→ **What is expected**
Only the lines from the line holding "Where can the blue sky" to the last line should be output, each exactly as given.

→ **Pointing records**
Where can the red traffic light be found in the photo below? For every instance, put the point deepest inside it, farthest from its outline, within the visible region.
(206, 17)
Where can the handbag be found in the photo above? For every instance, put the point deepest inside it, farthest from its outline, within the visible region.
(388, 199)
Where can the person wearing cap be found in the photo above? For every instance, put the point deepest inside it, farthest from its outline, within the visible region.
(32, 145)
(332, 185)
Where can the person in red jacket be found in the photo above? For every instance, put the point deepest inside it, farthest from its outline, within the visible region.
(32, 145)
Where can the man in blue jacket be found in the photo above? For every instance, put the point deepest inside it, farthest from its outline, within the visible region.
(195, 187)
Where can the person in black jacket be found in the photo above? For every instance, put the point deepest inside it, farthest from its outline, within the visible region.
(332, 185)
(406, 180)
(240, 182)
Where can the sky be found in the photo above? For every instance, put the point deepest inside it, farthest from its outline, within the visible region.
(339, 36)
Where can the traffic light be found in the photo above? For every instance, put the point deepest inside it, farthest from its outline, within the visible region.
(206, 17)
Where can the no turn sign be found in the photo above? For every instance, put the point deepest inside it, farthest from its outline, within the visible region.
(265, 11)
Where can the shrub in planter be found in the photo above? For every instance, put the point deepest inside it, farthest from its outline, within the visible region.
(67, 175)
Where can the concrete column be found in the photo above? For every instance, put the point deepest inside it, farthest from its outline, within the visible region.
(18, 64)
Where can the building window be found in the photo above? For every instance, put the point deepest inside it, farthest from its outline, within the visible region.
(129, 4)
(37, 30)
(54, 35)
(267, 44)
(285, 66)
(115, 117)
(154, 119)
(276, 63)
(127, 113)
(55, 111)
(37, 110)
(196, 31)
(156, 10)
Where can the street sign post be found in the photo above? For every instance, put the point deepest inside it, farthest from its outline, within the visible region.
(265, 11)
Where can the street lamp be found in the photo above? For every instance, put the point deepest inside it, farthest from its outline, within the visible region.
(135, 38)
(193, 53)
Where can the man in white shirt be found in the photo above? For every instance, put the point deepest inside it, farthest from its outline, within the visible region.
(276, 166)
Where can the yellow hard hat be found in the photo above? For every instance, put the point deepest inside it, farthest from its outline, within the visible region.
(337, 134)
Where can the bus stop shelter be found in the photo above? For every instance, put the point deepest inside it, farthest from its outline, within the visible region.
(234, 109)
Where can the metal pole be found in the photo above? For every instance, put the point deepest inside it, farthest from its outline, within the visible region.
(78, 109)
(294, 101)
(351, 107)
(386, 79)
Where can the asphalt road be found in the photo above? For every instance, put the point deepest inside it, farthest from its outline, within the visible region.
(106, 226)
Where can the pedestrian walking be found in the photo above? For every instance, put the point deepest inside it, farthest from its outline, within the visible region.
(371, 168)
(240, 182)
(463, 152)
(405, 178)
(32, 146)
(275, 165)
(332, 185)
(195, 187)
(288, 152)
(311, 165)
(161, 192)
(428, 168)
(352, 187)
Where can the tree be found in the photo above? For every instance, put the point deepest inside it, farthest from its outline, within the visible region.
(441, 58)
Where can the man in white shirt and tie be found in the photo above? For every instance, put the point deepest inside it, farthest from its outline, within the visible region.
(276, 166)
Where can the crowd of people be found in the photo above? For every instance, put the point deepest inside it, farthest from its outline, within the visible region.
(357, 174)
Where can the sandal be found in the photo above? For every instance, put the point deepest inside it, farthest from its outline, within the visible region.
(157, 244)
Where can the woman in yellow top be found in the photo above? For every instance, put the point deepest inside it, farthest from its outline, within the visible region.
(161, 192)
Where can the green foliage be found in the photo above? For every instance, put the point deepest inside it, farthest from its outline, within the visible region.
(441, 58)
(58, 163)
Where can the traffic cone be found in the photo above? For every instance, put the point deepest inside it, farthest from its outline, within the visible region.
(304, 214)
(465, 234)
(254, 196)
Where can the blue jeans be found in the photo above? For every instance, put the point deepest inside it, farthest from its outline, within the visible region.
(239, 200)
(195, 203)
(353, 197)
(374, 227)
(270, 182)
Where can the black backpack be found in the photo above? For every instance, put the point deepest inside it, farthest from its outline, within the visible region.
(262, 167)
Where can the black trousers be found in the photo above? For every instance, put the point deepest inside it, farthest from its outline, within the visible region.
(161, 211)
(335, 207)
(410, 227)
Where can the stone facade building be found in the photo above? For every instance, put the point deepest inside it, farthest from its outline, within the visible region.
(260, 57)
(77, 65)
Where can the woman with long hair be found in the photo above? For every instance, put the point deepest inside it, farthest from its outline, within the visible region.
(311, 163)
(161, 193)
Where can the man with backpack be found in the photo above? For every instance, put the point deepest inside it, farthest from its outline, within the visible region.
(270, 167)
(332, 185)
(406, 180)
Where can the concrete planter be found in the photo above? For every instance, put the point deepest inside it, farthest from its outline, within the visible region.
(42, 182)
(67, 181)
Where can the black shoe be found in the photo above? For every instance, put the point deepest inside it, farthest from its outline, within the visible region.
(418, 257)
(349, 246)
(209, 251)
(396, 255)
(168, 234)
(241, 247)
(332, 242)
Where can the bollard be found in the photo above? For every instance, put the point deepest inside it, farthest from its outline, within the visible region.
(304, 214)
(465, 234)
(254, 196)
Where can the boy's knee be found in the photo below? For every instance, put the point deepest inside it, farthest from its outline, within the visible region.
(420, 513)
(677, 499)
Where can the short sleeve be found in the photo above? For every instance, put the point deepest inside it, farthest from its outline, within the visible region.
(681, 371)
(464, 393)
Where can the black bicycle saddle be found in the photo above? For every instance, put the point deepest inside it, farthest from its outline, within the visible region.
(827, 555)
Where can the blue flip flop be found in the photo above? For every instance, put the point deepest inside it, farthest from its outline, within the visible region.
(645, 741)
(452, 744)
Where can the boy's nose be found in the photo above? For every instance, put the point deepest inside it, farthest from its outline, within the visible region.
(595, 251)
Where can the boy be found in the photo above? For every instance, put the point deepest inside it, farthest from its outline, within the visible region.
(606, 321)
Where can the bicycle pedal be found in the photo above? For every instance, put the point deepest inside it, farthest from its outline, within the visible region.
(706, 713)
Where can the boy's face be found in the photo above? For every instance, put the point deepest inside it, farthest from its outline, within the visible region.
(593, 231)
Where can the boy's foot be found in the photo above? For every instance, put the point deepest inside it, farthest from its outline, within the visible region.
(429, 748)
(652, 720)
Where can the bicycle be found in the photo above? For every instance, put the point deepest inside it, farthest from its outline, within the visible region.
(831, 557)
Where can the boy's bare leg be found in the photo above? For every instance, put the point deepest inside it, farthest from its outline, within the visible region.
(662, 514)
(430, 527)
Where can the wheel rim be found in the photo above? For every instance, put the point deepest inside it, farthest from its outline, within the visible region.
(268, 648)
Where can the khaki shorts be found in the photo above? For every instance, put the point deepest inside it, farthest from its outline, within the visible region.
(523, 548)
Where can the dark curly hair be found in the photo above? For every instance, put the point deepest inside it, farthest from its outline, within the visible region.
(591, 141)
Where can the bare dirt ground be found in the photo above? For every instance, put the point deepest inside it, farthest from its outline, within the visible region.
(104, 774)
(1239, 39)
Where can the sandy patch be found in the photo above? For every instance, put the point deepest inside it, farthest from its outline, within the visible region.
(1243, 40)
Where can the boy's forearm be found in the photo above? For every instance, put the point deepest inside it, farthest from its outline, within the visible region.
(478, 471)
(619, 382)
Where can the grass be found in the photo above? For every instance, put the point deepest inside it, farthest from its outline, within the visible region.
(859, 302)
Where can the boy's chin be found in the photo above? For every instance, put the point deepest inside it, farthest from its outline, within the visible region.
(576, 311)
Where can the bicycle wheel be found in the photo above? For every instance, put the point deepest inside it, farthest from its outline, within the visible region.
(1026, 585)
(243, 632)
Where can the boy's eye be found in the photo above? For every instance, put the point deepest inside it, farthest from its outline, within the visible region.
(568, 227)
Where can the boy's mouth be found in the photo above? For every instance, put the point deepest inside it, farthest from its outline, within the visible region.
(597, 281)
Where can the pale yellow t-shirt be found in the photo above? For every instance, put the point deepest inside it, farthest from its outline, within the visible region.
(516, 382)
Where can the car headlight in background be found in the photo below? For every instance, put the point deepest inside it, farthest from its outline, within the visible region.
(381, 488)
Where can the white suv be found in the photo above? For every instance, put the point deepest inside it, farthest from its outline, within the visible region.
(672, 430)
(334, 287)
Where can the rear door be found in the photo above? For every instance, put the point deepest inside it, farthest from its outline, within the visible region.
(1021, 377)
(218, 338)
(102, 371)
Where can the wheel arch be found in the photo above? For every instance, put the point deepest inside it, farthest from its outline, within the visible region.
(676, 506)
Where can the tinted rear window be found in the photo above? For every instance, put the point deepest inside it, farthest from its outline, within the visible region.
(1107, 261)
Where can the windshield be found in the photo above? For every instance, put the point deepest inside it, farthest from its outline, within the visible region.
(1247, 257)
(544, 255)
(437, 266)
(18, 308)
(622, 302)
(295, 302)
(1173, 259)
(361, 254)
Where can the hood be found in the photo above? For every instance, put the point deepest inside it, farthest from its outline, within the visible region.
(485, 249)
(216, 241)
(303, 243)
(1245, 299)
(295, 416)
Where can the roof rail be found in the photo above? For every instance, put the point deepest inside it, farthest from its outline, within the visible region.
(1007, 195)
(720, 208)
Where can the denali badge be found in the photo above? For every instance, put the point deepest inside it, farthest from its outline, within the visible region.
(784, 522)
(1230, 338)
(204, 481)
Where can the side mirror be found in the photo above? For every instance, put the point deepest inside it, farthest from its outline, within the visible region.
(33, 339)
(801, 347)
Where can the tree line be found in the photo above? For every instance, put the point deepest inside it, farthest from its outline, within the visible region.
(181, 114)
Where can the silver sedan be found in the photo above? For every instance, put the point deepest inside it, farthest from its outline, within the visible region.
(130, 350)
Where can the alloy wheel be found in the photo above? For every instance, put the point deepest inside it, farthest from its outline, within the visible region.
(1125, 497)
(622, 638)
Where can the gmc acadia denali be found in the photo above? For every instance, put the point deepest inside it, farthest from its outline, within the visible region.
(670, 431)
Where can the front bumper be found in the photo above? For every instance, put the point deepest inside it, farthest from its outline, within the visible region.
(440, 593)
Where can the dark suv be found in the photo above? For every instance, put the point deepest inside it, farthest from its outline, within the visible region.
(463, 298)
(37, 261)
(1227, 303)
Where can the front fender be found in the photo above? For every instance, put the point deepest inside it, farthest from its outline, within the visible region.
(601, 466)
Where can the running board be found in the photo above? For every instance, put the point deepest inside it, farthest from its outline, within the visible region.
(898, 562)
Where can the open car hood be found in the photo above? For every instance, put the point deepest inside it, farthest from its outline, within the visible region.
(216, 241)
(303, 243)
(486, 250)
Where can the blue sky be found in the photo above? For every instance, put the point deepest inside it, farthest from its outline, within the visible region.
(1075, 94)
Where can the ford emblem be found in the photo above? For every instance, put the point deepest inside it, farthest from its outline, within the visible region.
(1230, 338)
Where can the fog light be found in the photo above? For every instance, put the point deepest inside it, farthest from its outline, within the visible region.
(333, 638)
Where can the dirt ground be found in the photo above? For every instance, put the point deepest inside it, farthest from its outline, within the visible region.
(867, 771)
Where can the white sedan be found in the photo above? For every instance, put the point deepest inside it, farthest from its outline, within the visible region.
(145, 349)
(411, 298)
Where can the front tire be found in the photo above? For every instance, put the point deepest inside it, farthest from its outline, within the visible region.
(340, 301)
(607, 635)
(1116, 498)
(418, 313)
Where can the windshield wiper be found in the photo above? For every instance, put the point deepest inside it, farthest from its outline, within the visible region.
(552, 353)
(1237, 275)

→ **Solution to this task**
Where can the blue sky be found in the photo above? For every instance, put the point deepest inside it, farthest from its outline, within the visible region.
(1075, 94)
Where can the ford emblem be found in the photo above? For every instance, put the point deepest inside it, farthest from its outline, within the visible region.
(1230, 338)
Where can the fog light be found in the photo above? For every instance, put the point deepest inside it, farthest from its outline, within the visible region.
(333, 638)
Where can the dirt ground be found in the photo above? For every instance, put the point deepest inside it, farthest from its outline, within the visible region.
(867, 771)
Where can the white sedan be found in the photo above? For every instance, put the point deepest inside it, farthest from its outline, within the visible region.
(145, 349)
(411, 298)
Where can the front tire be found in the photo above? For every instance, put the point deepest inside it, farthest from its outline, within the visible region.
(340, 301)
(607, 635)
(1116, 498)
(418, 313)
Where can the windshield wiper be found in the photo above? For every instance, put the point deepest inside it, farthest from its outline, within the visible region.
(552, 353)
(1237, 275)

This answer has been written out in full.